## WORK TO COMPLETE
Filter the lines below, and copy each one that contains the word "tree".

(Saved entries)
•••••
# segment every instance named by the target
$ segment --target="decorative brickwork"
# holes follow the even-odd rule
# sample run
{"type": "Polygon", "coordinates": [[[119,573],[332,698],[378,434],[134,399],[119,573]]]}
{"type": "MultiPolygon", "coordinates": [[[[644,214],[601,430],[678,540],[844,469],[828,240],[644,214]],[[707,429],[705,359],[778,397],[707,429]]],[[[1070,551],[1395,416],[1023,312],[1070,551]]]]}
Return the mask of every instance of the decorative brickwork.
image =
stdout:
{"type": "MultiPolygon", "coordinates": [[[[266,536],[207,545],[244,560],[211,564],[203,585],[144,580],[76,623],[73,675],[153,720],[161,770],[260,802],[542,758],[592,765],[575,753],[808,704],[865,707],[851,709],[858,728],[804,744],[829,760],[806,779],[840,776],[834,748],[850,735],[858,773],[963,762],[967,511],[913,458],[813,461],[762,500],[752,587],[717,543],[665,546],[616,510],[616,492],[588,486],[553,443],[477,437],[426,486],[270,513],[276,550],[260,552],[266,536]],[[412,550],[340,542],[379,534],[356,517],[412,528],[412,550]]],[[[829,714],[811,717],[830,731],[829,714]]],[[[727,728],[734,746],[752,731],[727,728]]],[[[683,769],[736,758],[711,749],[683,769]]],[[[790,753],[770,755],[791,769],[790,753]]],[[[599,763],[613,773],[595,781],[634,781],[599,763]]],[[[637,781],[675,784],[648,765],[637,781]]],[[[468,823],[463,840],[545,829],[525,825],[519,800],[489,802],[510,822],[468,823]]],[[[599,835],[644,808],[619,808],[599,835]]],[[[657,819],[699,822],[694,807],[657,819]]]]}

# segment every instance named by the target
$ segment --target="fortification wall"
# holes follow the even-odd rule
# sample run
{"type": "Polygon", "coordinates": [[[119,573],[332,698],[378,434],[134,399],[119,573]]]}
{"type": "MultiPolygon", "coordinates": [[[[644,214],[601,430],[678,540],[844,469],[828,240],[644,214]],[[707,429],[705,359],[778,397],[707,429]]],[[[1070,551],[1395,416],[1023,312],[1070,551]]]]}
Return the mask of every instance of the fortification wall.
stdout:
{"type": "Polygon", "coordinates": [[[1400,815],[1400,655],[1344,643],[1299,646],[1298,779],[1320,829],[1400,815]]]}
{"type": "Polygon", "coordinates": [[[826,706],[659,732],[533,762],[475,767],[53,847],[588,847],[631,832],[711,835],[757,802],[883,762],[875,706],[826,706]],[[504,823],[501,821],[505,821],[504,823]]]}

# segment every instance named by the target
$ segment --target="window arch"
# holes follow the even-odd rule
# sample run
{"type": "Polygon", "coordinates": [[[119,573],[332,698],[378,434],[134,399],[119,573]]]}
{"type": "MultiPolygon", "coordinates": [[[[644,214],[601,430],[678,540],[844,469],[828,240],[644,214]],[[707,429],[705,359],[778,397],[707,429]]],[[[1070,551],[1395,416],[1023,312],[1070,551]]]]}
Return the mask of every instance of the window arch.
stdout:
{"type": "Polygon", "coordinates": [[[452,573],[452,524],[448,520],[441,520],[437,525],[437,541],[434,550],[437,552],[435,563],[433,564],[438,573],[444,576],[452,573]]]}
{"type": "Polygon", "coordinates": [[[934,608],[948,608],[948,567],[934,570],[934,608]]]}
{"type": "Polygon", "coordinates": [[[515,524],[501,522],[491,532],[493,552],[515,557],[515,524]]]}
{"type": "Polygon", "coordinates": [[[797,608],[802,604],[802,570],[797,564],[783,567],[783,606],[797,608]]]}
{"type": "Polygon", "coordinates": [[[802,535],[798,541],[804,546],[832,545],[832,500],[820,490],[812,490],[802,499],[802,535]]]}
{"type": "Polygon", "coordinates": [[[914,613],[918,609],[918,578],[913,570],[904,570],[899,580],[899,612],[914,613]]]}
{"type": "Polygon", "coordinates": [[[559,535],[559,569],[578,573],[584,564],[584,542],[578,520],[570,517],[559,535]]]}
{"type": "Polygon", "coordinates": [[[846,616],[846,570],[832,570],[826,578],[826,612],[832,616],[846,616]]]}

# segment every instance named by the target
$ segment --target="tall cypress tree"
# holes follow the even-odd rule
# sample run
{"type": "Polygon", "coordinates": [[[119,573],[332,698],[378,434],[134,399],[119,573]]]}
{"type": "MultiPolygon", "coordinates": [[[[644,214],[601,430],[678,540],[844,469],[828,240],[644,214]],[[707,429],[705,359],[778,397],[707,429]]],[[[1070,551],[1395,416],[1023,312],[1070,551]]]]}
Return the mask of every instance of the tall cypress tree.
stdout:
•••••
## FINAL ANSWER
$ segment --target="tall cypress tree"
Return the mask of every instance of the tall cypress tree.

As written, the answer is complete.